--- start Provided passage ---

I'm enjoying reading everyone's stories here!


----------



## Cooking Goddess (May 24, 2016)

jd_1138 said:


> ...People don't hire maids/cooks anymore...


Yup, what Cheryl said, *jd*.  ~~  My best friend back home used to have a cleaning lady come every week. I love my friend even more than I could love a blood sister if I had one, but you could not pay me enough to clean her house. She is a 1000% certified clutter-bug.  She's probably doing her own cleaning now; her hubby was forced to retire when he turned 66. Gotta tighten the purse strings somehow.



Janet H said:


> Stuff you don;t see in kitchens these days?
> 
> ...real linen towels


Come visit me, Janet. I have real linen towels in my kitchen. They hang on a vintage drying rack I got years ago, and I use them regularly for produce and fine glassware.


----------



## Addie (May 24, 2016)

Janet H said:


> Stuff you don;t see in kitchens these days?
> 
> Pie safes
> A wood stove
> ...



I learned to cook on a wooden stove. To this day I can tell the temp of the oven by sticking my hand in it. We also had an icebox. And she had that Hoosier Cabinet with the flour bin and sifter on the bottom. It held 10 pounds of flour. We also had a kitchen table that was all metal and there were two leaves, one at each end. You pulled them out to make it bigger. We also had a double white sink on two legs and the faucets came out of the wall. The top of the deep sink that was on the left was removable for rinsing laundry. 

My mother's first washing machine was a Kenmore wringer washer along with a Kenmore fridge and television. The washer was on wheels. You pushed it over to the sink and hung the drain hose over the smaller sink, and would swing the wringer over the deep sink filled with cold water for rinsing. Then you put the laundry through the wringer again so it went into a large laundry basket placed on the floor. The laundry was not ready to hang on the clothesline that was strung between two buildings on a pulley. On the farm, it was strung between the summer kitchen and the barn. When we moved to the city, it was strung between the next door building or a telephone pole and the side of our window. I still miss hanging out laundry and the smell of when you brought it in. 

BTW, this is another great thread. Really enjoying it. Thanks.


----------



## Addie (May 24, 2016)

Cooking Goddess said:


> Yup, what Cheryl said, *jd*.  ~~
> 
> Come visit me, Janet. I have real linen towels in my kitchen. They hang on a vintage drying rack I got years ago, and I use them regularly for produce and fine glassware.

--- end Provided passage ---
--- start Excerpted records ---

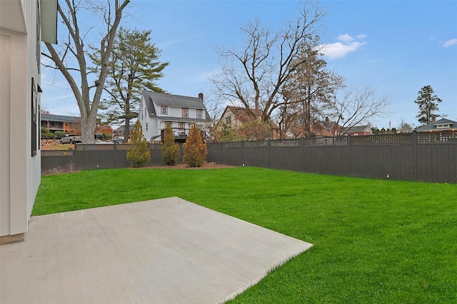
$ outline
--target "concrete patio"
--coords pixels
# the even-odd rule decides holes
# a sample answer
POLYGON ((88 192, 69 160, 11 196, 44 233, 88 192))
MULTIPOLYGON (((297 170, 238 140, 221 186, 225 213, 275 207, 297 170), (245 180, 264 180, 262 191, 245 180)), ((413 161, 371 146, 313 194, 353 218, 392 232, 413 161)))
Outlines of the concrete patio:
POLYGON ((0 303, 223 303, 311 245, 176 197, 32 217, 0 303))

--- end Excerpted records ---
--- start Excerpted records ---

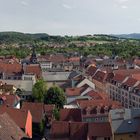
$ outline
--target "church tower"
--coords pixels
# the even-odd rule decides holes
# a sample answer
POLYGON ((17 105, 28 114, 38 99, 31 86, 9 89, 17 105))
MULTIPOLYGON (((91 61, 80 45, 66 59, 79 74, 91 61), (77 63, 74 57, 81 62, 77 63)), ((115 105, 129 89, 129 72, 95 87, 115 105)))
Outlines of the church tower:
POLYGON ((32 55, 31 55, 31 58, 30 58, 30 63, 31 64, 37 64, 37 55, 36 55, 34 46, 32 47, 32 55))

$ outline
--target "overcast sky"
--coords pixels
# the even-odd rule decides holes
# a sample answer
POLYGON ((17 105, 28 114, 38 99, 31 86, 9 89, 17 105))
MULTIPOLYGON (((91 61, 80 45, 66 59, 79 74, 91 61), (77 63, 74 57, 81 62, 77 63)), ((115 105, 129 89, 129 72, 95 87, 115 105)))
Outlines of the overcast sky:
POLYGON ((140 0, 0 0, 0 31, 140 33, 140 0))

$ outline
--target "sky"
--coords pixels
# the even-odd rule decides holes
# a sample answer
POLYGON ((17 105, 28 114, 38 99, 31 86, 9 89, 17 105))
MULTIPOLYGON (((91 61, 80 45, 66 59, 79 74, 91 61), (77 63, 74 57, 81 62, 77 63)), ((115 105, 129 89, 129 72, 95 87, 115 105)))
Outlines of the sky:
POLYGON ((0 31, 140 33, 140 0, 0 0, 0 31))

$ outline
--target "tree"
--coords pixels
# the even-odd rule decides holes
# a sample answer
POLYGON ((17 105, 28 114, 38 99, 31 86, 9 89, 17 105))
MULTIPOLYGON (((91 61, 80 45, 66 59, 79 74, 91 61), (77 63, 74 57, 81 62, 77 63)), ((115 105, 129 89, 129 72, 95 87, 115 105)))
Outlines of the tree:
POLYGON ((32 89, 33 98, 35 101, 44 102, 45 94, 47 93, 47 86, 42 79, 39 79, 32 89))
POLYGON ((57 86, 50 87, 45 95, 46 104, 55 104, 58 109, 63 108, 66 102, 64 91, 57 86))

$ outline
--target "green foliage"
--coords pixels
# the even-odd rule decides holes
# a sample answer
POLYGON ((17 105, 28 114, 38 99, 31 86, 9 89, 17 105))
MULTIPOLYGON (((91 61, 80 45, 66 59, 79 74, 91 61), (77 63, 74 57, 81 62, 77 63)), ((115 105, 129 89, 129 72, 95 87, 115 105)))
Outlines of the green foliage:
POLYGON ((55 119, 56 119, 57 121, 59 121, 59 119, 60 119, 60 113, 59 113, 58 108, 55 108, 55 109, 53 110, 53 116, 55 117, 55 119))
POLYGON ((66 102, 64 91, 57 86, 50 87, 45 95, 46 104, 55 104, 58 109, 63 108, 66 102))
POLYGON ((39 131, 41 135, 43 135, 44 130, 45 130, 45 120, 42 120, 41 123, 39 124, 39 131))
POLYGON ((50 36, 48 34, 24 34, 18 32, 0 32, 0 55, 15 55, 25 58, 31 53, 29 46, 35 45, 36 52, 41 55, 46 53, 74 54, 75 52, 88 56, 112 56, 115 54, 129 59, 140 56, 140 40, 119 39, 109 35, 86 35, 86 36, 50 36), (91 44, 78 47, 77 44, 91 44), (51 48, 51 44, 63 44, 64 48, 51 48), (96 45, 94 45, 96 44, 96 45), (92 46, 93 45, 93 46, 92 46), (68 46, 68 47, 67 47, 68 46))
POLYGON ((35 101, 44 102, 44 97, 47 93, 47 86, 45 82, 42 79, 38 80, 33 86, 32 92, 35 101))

--- end Excerpted records ---

▶ [Required work]:
(a) In the forum thread about old-time kitchens, how many pounds of flour did the Hoosier Cabinet hold?
(b) Say whether each statement agrees with the forum thread about old-time kitchens, answering yes or no and quoting the deciding words from it.
(i) Addie learned to cook on a wooden stove.
(ii) The Kenmore wringer washer stayed in one fixed spot.
(iii) Cooking Goddess's friend's husband had to retire at 65.
(c) Carry on the forum thread about old-time kitchens from the point where it stops.

▶ [Responses per task]:
(a) 10 pounds

(b)
(i) Yes: "I learned to cook on a wooden stove."
(ii) No: "The washer was on wheels."
(iii) No: "her hubby was forced to retire when he turned 66."

(c)
My mother had real linen cloths. She received her mother's silverware set. Her older sister had kept it for her and gave it to her when she married. It came out every holiday and she used the linen cloths for the final polishing. We would sit down at the table together. She would apply the polish and I gave it the final polish with the linen clothes after it was all washed clean of any polish she might have missed. Those cloths were only used for that purpose. They got washed immediately after we were through. Washed by hand of course. 

I was born between two worlds. Growing up during the days of the outhouse  to outer space. Pumping water in the summer kitchen to running water in the regular kitchen and then to bottled water. 

BTW, do any of you remember having a stack gas heater for hot water? We had one in the kitchen with a large tank of water right beside it. You had to heat it up to do laundry, dishes and take a bath.


----------



## jd_1138 (May 25, 2016)

Addie said:


> I was born between two worlds. Growing up during the days of the outhouse  to outer space. Pumping water in the summer kitchen to running water in the regular kitchen and then to bottled water.
> 
> BTW, do any of you remember having a stack gas heater for hot water? We had one in the kitchen with a large tank of water right beside it. You had to heat it up to do laundry, dishes and take a bath.



I remember watching _Ode to Billie Joe_ (set in the 1950's) in the late 1970's when I was a small kid.  And the scene where they get an indoor toilet puzzled me.  My mom explained that she had an outhouse when she was little in the 1950's in Mississippi  

https://www.youtube.com/watch?v=HaRacIzZSPo


----------



## PrincessFiona60 (May 25, 2016)

Janet H said:


> Stuff you don;t see in kitchens these days?
> 
> Pie safes
> A wood stove
> ...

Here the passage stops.